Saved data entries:
::::::
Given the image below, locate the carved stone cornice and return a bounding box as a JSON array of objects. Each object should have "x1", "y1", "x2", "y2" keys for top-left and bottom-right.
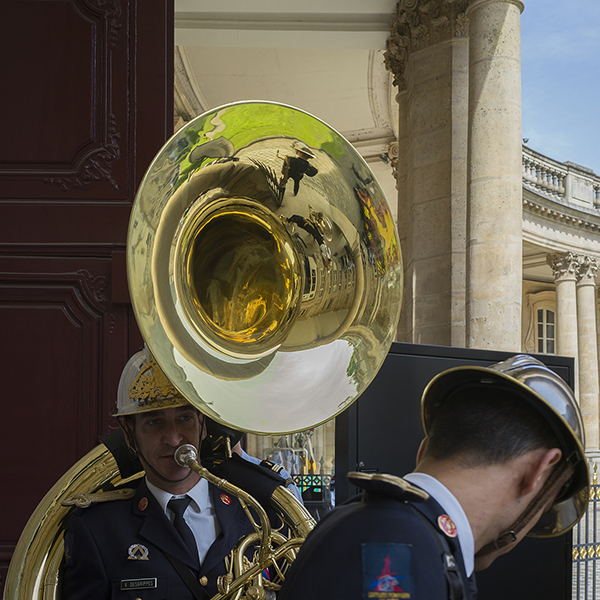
[
  {"x1": 523, "y1": 197, "x2": 600, "y2": 234},
  {"x1": 384, "y1": 0, "x2": 470, "y2": 90}
]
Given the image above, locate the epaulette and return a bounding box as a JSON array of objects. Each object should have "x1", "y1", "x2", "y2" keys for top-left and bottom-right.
[
  {"x1": 347, "y1": 472, "x2": 429, "y2": 503},
  {"x1": 61, "y1": 488, "x2": 135, "y2": 509},
  {"x1": 260, "y1": 459, "x2": 293, "y2": 486}
]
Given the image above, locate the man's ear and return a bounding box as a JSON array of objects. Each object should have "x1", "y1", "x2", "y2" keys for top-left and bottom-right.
[
  {"x1": 199, "y1": 412, "x2": 207, "y2": 441},
  {"x1": 521, "y1": 447, "x2": 562, "y2": 496},
  {"x1": 118, "y1": 415, "x2": 137, "y2": 454},
  {"x1": 416, "y1": 438, "x2": 428, "y2": 466}
]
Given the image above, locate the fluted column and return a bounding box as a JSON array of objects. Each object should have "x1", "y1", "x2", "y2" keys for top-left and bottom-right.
[
  {"x1": 548, "y1": 253, "x2": 579, "y2": 385},
  {"x1": 396, "y1": 90, "x2": 410, "y2": 343},
  {"x1": 576, "y1": 256, "x2": 599, "y2": 450},
  {"x1": 465, "y1": 0, "x2": 524, "y2": 350},
  {"x1": 385, "y1": 0, "x2": 469, "y2": 346}
]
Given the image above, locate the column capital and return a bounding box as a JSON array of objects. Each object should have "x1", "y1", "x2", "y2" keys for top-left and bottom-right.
[
  {"x1": 577, "y1": 255, "x2": 599, "y2": 286},
  {"x1": 384, "y1": 0, "x2": 469, "y2": 90},
  {"x1": 547, "y1": 252, "x2": 579, "y2": 282}
]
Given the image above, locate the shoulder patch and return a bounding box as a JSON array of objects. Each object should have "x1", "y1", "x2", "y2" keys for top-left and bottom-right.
[
  {"x1": 362, "y1": 543, "x2": 413, "y2": 599},
  {"x1": 61, "y1": 488, "x2": 135, "y2": 508},
  {"x1": 348, "y1": 472, "x2": 429, "y2": 503}
]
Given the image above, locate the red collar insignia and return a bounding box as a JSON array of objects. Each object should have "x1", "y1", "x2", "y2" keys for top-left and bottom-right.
[{"x1": 438, "y1": 514, "x2": 457, "y2": 538}]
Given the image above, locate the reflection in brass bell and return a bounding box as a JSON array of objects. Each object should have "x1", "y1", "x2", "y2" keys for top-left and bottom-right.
[{"x1": 127, "y1": 101, "x2": 403, "y2": 434}]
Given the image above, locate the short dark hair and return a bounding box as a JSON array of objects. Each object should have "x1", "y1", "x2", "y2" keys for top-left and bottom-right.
[{"x1": 423, "y1": 385, "x2": 561, "y2": 467}]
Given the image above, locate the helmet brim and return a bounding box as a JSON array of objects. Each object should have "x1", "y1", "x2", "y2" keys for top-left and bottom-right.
[{"x1": 421, "y1": 356, "x2": 589, "y2": 537}]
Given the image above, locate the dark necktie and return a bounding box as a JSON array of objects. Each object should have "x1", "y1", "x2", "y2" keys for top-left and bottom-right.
[{"x1": 168, "y1": 496, "x2": 200, "y2": 565}]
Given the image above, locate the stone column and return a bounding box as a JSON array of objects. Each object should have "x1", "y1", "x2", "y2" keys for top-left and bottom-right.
[
  {"x1": 395, "y1": 90, "x2": 410, "y2": 342},
  {"x1": 597, "y1": 287, "x2": 600, "y2": 399},
  {"x1": 548, "y1": 252, "x2": 579, "y2": 387},
  {"x1": 385, "y1": 0, "x2": 469, "y2": 347},
  {"x1": 465, "y1": 0, "x2": 524, "y2": 351},
  {"x1": 576, "y1": 256, "x2": 599, "y2": 451}
]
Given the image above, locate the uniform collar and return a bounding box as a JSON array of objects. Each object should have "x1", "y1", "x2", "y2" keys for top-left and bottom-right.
[
  {"x1": 404, "y1": 472, "x2": 475, "y2": 577},
  {"x1": 145, "y1": 476, "x2": 211, "y2": 515}
]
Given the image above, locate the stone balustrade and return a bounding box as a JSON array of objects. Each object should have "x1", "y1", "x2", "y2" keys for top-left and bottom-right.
[{"x1": 523, "y1": 145, "x2": 600, "y2": 210}]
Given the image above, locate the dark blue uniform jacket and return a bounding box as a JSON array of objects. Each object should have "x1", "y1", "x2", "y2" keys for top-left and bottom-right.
[
  {"x1": 63, "y1": 479, "x2": 253, "y2": 600},
  {"x1": 279, "y1": 478, "x2": 477, "y2": 600}
]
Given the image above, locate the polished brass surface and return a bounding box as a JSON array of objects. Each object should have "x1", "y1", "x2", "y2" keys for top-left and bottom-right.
[
  {"x1": 6, "y1": 102, "x2": 402, "y2": 600},
  {"x1": 219, "y1": 531, "x2": 303, "y2": 600},
  {"x1": 175, "y1": 444, "x2": 315, "y2": 598},
  {"x1": 174, "y1": 198, "x2": 301, "y2": 359},
  {"x1": 4, "y1": 445, "x2": 129, "y2": 600},
  {"x1": 128, "y1": 101, "x2": 403, "y2": 434}
]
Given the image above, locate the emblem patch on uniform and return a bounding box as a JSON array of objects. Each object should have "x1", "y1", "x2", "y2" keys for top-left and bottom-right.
[
  {"x1": 437, "y1": 515, "x2": 457, "y2": 538},
  {"x1": 220, "y1": 494, "x2": 231, "y2": 505},
  {"x1": 361, "y1": 544, "x2": 412, "y2": 599},
  {"x1": 138, "y1": 497, "x2": 148, "y2": 511},
  {"x1": 121, "y1": 578, "x2": 157, "y2": 590},
  {"x1": 127, "y1": 544, "x2": 150, "y2": 560}
]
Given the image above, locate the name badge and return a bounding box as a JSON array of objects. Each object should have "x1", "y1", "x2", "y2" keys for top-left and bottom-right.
[{"x1": 121, "y1": 578, "x2": 157, "y2": 590}]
::::::
Task requirements
The answer must repeat every record exactly, with all pictures left out.

Exercise response
Given the image below, locate the carved stone cornice and return a bounding box as a JSON array of objects. Each object should have "x1", "y1", "x2", "y2" keys for top-left and bottom-right.
[
  {"x1": 523, "y1": 197, "x2": 600, "y2": 234},
  {"x1": 384, "y1": 0, "x2": 470, "y2": 90}
]
Given the image above, locate the epaulette and return a bounding box as a JSON array of objects. Each object should have "x1", "y1", "x2", "y2" keys for top-left and bottom-right.
[
  {"x1": 347, "y1": 472, "x2": 429, "y2": 503},
  {"x1": 61, "y1": 488, "x2": 135, "y2": 509},
  {"x1": 260, "y1": 459, "x2": 293, "y2": 486}
]
Given the image above, locate the man's ear and return a bounding box as a JSON array of objects. Each object should have "x1", "y1", "x2", "y2" keys for top-left and bottom-right.
[
  {"x1": 199, "y1": 412, "x2": 207, "y2": 441},
  {"x1": 521, "y1": 447, "x2": 562, "y2": 496},
  {"x1": 118, "y1": 415, "x2": 137, "y2": 454},
  {"x1": 416, "y1": 438, "x2": 428, "y2": 466}
]
Given the image above, locate the fluted column and return a bounding box as a JSON array of objects. Each object should have "x1", "y1", "x2", "y2" keys for top-left and bottom-right.
[
  {"x1": 548, "y1": 253, "x2": 579, "y2": 385},
  {"x1": 396, "y1": 90, "x2": 410, "y2": 343},
  {"x1": 576, "y1": 256, "x2": 599, "y2": 450},
  {"x1": 465, "y1": 0, "x2": 524, "y2": 350},
  {"x1": 385, "y1": 0, "x2": 469, "y2": 346}
]
Given the image above, locate the column capital and return a bounding box as a JSON array of objects. Each object should have "x1", "y1", "x2", "y2" keys for top-left and bottom-right.
[
  {"x1": 577, "y1": 255, "x2": 599, "y2": 286},
  {"x1": 384, "y1": 0, "x2": 469, "y2": 90},
  {"x1": 547, "y1": 252, "x2": 579, "y2": 282}
]
Given the image above, locate the shoulder patch and return a bounding box as a JSON array of objects. Each object should have "x1", "y1", "x2", "y2" keys for top-left and bottom-right.
[
  {"x1": 362, "y1": 543, "x2": 413, "y2": 599},
  {"x1": 61, "y1": 488, "x2": 135, "y2": 508},
  {"x1": 348, "y1": 472, "x2": 429, "y2": 503}
]
Given the image above, locate the red collar insignia and return a bounding box as a JSON array of objects. Each object should have "x1", "y1", "x2", "y2" keys for top-left and bottom-right.
[{"x1": 438, "y1": 514, "x2": 457, "y2": 538}]
Given the image above, locate the reflection in brass bell and return a bounding box as a JSON array of objects. Each object should have "x1", "y1", "x2", "y2" keys for top-left and bottom-right.
[{"x1": 127, "y1": 101, "x2": 403, "y2": 434}]
Given the image above, locate the short dark hair and return a bounding box as a JSON array of objects. Each object should have "x1", "y1", "x2", "y2" keys for top-left and bottom-right.
[{"x1": 423, "y1": 385, "x2": 561, "y2": 467}]
Given the image above, locate the helmet brim and return a bounding box as a JSON array of objects. Each object should have "x1", "y1", "x2", "y2" keys for top-left and bottom-right.
[{"x1": 421, "y1": 356, "x2": 589, "y2": 537}]
Given the image above, locate the dark necktie and return a bounding box as a JSON array of objects. Each object should have "x1", "y1", "x2", "y2" keys for top-left and bottom-right.
[{"x1": 168, "y1": 496, "x2": 200, "y2": 565}]
Given the image above, locate the stone column and return a bounding box as a JSON array of objects. Each object should have "x1", "y1", "x2", "y2" keys for top-left and bottom-right.
[
  {"x1": 395, "y1": 90, "x2": 410, "y2": 342},
  {"x1": 597, "y1": 287, "x2": 600, "y2": 399},
  {"x1": 548, "y1": 252, "x2": 579, "y2": 387},
  {"x1": 385, "y1": 0, "x2": 469, "y2": 347},
  {"x1": 465, "y1": 0, "x2": 524, "y2": 351},
  {"x1": 576, "y1": 256, "x2": 599, "y2": 451}
]
Given the image above, locate the uniform collar and return a bounding box as a JSON array of objects. Each object should have "x1", "y1", "x2", "y2" keys for top-left and bottom-right.
[
  {"x1": 404, "y1": 472, "x2": 475, "y2": 577},
  {"x1": 145, "y1": 476, "x2": 211, "y2": 515}
]
Given the image above, locate the stone balustrade and return a bounding box as a JSON array of objects. Each object should have "x1", "y1", "x2", "y2" keys for top-left and bottom-right.
[{"x1": 523, "y1": 145, "x2": 600, "y2": 210}]
Given the image above, locate the dark blue uniform jacket and return a bounding box as a JSON array of objects. Each object should have "x1", "y1", "x2", "y2" keys for top-left and bottom-right.
[
  {"x1": 63, "y1": 479, "x2": 253, "y2": 600},
  {"x1": 279, "y1": 478, "x2": 477, "y2": 600}
]
Given the image above, locate the polished brass surface and return a bounding box as a JSON array of objects. Each object should have "x1", "y1", "x2", "y2" keys for top-left and bottom-right.
[
  {"x1": 6, "y1": 102, "x2": 402, "y2": 600},
  {"x1": 219, "y1": 531, "x2": 303, "y2": 600},
  {"x1": 175, "y1": 444, "x2": 315, "y2": 598},
  {"x1": 174, "y1": 198, "x2": 301, "y2": 359},
  {"x1": 4, "y1": 445, "x2": 129, "y2": 600},
  {"x1": 128, "y1": 101, "x2": 403, "y2": 434}
]
Given the image above, locate the emblem patch on uniform and return a bounding box as a JSON array of objects. Each object should have "x1", "y1", "x2", "y2" keys for top-left and bottom-right.
[
  {"x1": 437, "y1": 515, "x2": 457, "y2": 538},
  {"x1": 220, "y1": 494, "x2": 231, "y2": 505},
  {"x1": 361, "y1": 544, "x2": 412, "y2": 599},
  {"x1": 138, "y1": 497, "x2": 148, "y2": 511},
  {"x1": 121, "y1": 578, "x2": 157, "y2": 590},
  {"x1": 127, "y1": 544, "x2": 150, "y2": 560}
]
Given the image above, locate the name badge and return a bounding box as a JSON array of objects. Each object should have "x1", "y1", "x2", "y2" keys for top-left and bottom-right.
[{"x1": 121, "y1": 578, "x2": 157, "y2": 590}]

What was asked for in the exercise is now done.